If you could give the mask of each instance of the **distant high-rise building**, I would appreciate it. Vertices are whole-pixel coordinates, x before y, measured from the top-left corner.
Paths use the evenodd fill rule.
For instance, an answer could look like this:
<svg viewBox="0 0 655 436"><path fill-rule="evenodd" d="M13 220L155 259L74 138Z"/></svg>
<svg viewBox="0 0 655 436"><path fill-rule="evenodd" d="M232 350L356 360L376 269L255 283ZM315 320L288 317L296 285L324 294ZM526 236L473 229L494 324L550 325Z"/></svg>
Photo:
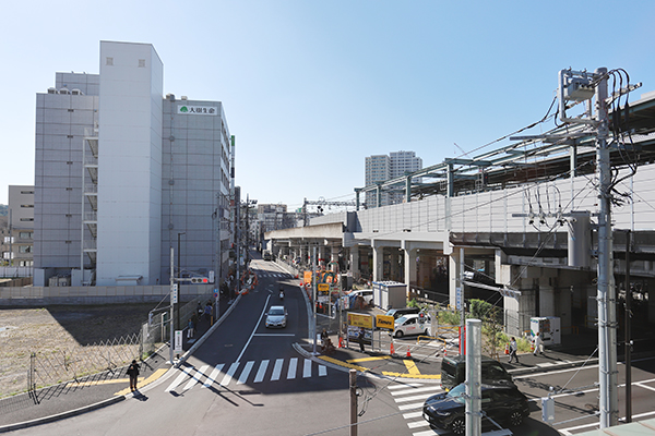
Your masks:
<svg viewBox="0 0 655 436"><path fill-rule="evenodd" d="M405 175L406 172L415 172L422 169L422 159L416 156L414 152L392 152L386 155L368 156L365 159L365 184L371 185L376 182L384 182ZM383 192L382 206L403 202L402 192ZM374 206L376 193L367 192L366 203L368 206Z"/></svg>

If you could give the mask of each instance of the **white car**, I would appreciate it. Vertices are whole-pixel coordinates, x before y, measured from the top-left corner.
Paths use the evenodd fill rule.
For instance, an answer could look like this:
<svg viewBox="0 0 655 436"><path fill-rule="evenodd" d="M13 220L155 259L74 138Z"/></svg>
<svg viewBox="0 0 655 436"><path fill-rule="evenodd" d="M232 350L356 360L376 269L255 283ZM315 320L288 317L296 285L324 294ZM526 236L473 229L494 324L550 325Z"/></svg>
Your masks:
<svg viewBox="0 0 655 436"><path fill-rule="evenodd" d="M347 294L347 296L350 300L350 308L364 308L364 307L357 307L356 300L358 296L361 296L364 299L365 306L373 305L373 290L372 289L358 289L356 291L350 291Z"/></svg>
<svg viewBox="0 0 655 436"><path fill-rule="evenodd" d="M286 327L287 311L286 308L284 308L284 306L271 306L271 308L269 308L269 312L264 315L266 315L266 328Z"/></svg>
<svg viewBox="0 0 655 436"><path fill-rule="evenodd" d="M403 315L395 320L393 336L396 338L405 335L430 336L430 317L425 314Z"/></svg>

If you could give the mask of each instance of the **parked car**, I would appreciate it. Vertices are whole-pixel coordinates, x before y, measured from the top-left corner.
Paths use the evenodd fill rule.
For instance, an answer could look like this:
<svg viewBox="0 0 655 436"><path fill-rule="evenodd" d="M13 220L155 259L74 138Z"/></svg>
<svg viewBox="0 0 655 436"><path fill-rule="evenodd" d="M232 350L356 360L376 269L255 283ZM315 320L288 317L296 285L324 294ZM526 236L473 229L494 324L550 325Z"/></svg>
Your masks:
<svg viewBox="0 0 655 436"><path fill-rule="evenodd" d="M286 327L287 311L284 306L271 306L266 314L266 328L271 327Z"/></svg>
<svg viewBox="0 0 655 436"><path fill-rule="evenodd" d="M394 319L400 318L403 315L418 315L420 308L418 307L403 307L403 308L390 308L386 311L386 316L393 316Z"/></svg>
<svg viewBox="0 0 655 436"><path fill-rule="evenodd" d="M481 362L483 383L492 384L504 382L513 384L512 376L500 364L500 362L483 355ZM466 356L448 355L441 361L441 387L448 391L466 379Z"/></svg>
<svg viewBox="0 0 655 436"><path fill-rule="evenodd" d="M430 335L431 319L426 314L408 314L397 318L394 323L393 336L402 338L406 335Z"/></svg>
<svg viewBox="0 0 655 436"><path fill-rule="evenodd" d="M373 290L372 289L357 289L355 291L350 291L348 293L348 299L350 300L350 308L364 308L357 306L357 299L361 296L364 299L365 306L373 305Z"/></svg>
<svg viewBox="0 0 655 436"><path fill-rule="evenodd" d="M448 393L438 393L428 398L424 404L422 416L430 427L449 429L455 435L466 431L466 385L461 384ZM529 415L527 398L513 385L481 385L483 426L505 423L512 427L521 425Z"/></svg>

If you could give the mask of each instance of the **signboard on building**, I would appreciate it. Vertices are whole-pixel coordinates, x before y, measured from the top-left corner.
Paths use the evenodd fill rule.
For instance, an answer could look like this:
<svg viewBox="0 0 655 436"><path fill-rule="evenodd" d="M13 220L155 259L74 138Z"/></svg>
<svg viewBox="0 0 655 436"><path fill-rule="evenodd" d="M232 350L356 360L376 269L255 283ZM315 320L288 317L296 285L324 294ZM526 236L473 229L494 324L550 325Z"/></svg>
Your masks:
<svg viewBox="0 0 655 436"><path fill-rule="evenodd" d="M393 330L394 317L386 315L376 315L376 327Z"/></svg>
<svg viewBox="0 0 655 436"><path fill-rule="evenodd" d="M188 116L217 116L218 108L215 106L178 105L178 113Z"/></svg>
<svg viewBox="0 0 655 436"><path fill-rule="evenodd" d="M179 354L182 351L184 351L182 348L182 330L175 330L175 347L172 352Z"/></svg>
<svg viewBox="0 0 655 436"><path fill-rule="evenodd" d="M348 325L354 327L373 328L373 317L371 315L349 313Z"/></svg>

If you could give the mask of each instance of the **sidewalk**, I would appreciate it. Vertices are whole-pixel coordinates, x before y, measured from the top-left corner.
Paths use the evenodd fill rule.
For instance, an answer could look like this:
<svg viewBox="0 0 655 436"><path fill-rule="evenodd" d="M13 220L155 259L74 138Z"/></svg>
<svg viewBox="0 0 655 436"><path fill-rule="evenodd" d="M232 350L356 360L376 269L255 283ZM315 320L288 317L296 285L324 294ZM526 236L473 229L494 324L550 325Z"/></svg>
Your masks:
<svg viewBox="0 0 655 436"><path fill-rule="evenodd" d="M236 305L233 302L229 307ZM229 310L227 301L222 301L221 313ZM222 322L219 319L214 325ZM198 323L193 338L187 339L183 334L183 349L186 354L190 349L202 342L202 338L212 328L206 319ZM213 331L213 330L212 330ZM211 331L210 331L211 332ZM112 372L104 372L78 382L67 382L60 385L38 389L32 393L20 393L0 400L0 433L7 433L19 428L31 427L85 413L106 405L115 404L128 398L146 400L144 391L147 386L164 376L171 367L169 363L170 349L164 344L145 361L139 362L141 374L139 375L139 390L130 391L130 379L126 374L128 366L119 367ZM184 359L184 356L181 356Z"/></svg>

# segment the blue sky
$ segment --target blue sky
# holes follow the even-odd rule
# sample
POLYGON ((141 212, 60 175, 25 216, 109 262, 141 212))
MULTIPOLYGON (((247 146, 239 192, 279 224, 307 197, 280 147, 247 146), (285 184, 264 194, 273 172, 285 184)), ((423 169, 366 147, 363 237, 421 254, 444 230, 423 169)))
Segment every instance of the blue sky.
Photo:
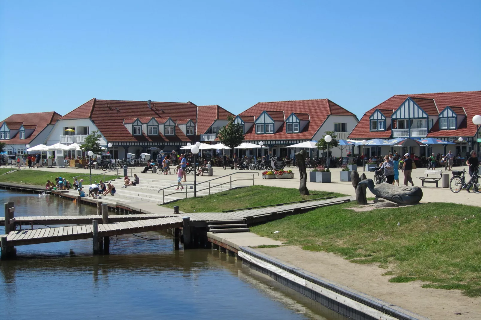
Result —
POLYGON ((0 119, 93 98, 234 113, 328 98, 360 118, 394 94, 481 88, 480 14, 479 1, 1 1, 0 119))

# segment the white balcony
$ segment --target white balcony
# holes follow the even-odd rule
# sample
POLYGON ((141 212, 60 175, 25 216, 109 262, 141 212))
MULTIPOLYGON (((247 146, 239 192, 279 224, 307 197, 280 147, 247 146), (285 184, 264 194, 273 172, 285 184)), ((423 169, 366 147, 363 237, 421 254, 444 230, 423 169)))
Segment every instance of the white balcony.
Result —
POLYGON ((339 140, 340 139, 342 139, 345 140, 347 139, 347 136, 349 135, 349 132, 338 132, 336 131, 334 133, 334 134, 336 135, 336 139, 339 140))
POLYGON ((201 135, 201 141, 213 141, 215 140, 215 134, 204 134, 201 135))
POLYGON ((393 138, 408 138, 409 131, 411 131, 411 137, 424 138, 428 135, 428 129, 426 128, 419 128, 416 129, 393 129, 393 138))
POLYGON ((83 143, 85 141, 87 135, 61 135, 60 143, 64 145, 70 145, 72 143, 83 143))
========
Objective - Please put every line of the rows above into a Markdown table with the columns Number and Line, skipping blank lines. Leave the pictures out of the answer.

Expected answer -
| Number | Line |
|---|---|
| 1 | If you could give the mask of each instance of the **distant high-rise building**, I would appreciate it. Vertices are whole-pixel coordinates, x before y, measured from the top-left corner. |
| 2 | Paths use the evenodd fill rule. |
| 3 | For instance, an answer could look like this: |
| 4 | <svg viewBox="0 0 655 436"><path fill-rule="evenodd" d="M13 220L155 259L74 138Z"/></svg> |
| 5 | <svg viewBox="0 0 655 436"><path fill-rule="evenodd" d="M232 350L356 360L376 269L255 283ZM315 320L288 317L296 285L324 294ZM526 236L473 229L494 324L550 325Z"/></svg> |
| 6 | Photo: |
| 7 | Your masks: |
| 8 | <svg viewBox="0 0 655 436"><path fill-rule="evenodd" d="M405 175L406 172L415 172L422 169L422 159L416 156L414 152L392 152L386 155L368 156L365 159L365 184L371 185L376 182L384 182ZM383 192L382 206L403 202L402 192ZM374 206L376 193L367 192L366 203L368 206Z"/></svg> |
| 9 | If you could give the mask of each instance of the **white car**, I would appreciate it. Vertices are whole-pixel coordinates, x before y, measured from the top-left corner. |
| 10 | Paths use the evenodd fill rule. |
| 11 | For instance, an answer could look like this: |
| 12 | <svg viewBox="0 0 655 436"><path fill-rule="evenodd" d="M13 220L155 259L74 138Z"/></svg> |
| 13 | <svg viewBox="0 0 655 436"><path fill-rule="evenodd" d="M232 350L356 360L376 269L255 283ZM315 320L288 317L296 285L324 294ZM526 236L473 229L494 324L550 325Z"/></svg> |
| 14 | Your masks: |
| 15 | <svg viewBox="0 0 655 436"><path fill-rule="evenodd" d="M347 294L347 296L350 300L350 308L364 308L364 307L357 307L356 300L358 296L361 296L364 299L365 306L373 305L373 290L372 289L358 289L356 291L350 291Z"/></svg> |
| 16 | <svg viewBox="0 0 655 436"><path fill-rule="evenodd" d="M286 327L287 311L286 308L284 308L284 306L271 306L271 308L269 308L269 312L264 315L266 315L266 328Z"/></svg> |
| 17 | <svg viewBox="0 0 655 436"><path fill-rule="evenodd" d="M403 315L395 320L393 336L396 338L405 335L430 336L430 317L425 314Z"/></svg> |
| 18 | If you could give the mask of each instance of the **parked car**, I would appreciate it. Vertices are whole-pixel coordinates, x before y, measured from the top-left corner. |
| 19 | Paths use the evenodd fill rule. |
| 20 | For instance, an answer could look like this: |
| 21 | <svg viewBox="0 0 655 436"><path fill-rule="evenodd" d="M13 220L155 259L74 138Z"/></svg> |
| 22 | <svg viewBox="0 0 655 436"><path fill-rule="evenodd" d="M232 350L356 360L376 269L255 283ZM315 320L288 317L296 285L324 294ZM526 236L473 229L494 324L550 325Z"/></svg> |
| 23 | Your masks: |
| 24 | <svg viewBox="0 0 655 436"><path fill-rule="evenodd" d="M286 327L287 311L284 306L271 306L266 314L266 328L271 327Z"/></svg> |
| 25 | <svg viewBox="0 0 655 436"><path fill-rule="evenodd" d="M394 319L400 318L403 315L418 315L420 308L418 307L403 307L403 308L390 308L386 311L386 316L393 316Z"/></svg> |
| 26 | <svg viewBox="0 0 655 436"><path fill-rule="evenodd" d="M481 362L483 383L492 384L504 382L513 384L512 376L500 364L500 362L483 355ZM466 356L448 355L441 361L441 387L448 391L466 379Z"/></svg> |
| 27 | <svg viewBox="0 0 655 436"><path fill-rule="evenodd" d="M430 335L431 319L426 314L408 314L397 318L394 323L393 336L402 338L406 335Z"/></svg> |
| 28 | <svg viewBox="0 0 655 436"><path fill-rule="evenodd" d="M373 290L372 289L357 289L355 291L350 291L348 293L348 299L350 300L350 308L364 308L357 306L357 299L361 296L364 299L365 306L373 305Z"/></svg> |
| 29 | <svg viewBox="0 0 655 436"><path fill-rule="evenodd" d="M448 393L438 393L428 398L424 404L422 416L430 427L449 429L455 435L466 431L466 385L461 384ZM529 415L527 398L513 385L481 385L483 426L505 423L512 427L521 425Z"/></svg> |
| 30 | If you could give the mask of each instance of the **signboard on building**, I would appreciate it. Vertices are whole-pixel coordinates, x before y, measured from the top-left corner. |
| 31 | Paths use the evenodd fill rule. |
| 32 | For instance, an answer could look like this: |
| 33 | <svg viewBox="0 0 655 436"><path fill-rule="evenodd" d="M13 220L155 259L74 138Z"/></svg> |
| 34 | <svg viewBox="0 0 655 436"><path fill-rule="evenodd" d="M232 350L356 360L376 269L255 283ZM315 320L288 317L296 285L324 294ZM526 236L473 229L494 324L550 325Z"/></svg> |
| 35 | Your masks: |
| 36 | <svg viewBox="0 0 655 436"><path fill-rule="evenodd" d="M393 330L394 317L386 315L376 315L376 327Z"/></svg> |
| 37 | <svg viewBox="0 0 655 436"><path fill-rule="evenodd" d="M188 116L217 116L218 108L215 106L178 105L178 113Z"/></svg> |
| 38 | <svg viewBox="0 0 655 436"><path fill-rule="evenodd" d="M179 354L182 351L184 351L182 348L182 330L175 330L175 347L172 352Z"/></svg> |
| 39 | <svg viewBox="0 0 655 436"><path fill-rule="evenodd" d="M348 325L354 327L373 328L373 317L371 315L349 313Z"/></svg> |
| 40 | If you could give the mask of each instance of the **sidewalk**, I would appreciate it. Vertices are whole-pixel coordinates, x before y, measured from the top-left corner. |
| 41 | Paths use the evenodd fill rule. |
| 42 | For instance, an answer could look like this: |
| 43 | <svg viewBox="0 0 655 436"><path fill-rule="evenodd" d="M13 220L155 259L74 138Z"/></svg> |
| 44 | <svg viewBox="0 0 655 436"><path fill-rule="evenodd" d="M232 350L356 360L376 269L255 283ZM315 320L288 317L296 285L324 294ZM526 236L473 229L494 324L550 325Z"/></svg> |
| 45 | Your masks: |
| 46 | <svg viewBox="0 0 655 436"><path fill-rule="evenodd" d="M236 305L233 302L229 307ZM229 310L227 301L222 301L221 313ZM222 322L219 319L214 325ZM198 323L193 338L187 339L183 334L183 349L186 354L190 349L202 342L202 338L212 328L206 319ZM213 331L213 330L212 330ZM211 331L210 331L211 332ZM112 372L104 372L78 382L67 382L60 385L38 389L32 393L20 393L0 400L0 433L7 433L19 428L31 427L85 413L106 405L115 404L128 398L146 400L144 391L147 386L164 376L171 367L169 363L170 349L164 344L145 361L139 362L141 374L139 375L139 390L130 391L130 379L126 374L128 366L119 367ZM184 359L184 356L181 356Z"/></svg> |
| 47 | # segment the blue sky |
| 48 | $ segment --target blue sky |
| 49 | # holes follow the even-odd rule |
| 50 | # sample |
| 51 | POLYGON ((141 212, 60 175, 25 216, 109 262, 141 212)) |
| 52 | MULTIPOLYGON (((247 146, 239 192, 279 224, 307 197, 280 147, 247 146), (285 184, 264 194, 273 172, 285 184)), ((423 169, 366 147, 363 237, 421 254, 444 230, 423 169))) |
| 53 | Segment every instance of the blue sky. |
| 54 | Photo: |
| 55 | Result — |
| 56 | POLYGON ((0 119, 93 98, 234 113, 328 98, 360 118, 394 94, 481 88, 480 14, 479 1, 1 1, 0 119)) |
| 57 | # segment the white balcony |
| 58 | $ segment --target white balcony |
| 59 | # holes follow the even-odd rule |
| 60 | # sample |
| 61 | POLYGON ((141 212, 60 175, 25 216, 109 262, 141 212)) |
| 62 | MULTIPOLYGON (((247 146, 239 192, 279 224, 307 197, 280 147, 247 146), (285 184, 264 194, 273 172, 285 184)), ((423 169, 366 147, 363 237, 421 254, 444 230, 423 169))) |
| 63 | Segment every instance of the white balcony. |
| 64 | Result — |
| 65 | POLYGON ((339 140, 340 139, 342 139, 345 140, 347 139, 347 136, 349 135, 349 132, 338 132, 336 131, 334 133, 334 134, 336 135, 336 139, 339 140)) |
| 66 | POLYGON ((201 135, 201 141, 213 141, 215 140, 215 134, 204 134, 201 135)) |
| 67 | POLYGON ((393 138, 408 138, 409 131, 411 131, 411 137, 424 138, 428 135, 428 129, 426 128, 419 128, 416 129, 393 129, 393 138)) |
| 68 | POLYGON ((83 143, 85 141, 87 135, 61 135, 60 143, 64 145, 70 145, 72 143, 83 143)) |